* **Excerpt from a dataset**
####
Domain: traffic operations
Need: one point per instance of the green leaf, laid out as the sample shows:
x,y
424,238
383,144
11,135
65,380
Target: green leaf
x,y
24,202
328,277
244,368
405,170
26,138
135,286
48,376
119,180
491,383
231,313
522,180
####
Set down the material above again, word for word.

Domain: traffic operations
Need: one point per instance of the green leaf, laid out as the sample shows:
x,y
424,238
383,144
11,135
65,380
Target: green leaf
x,y
24,202
328,277
244,368
405,170
26,138
135,286
48,376
119,180
491,383
231,313
522,180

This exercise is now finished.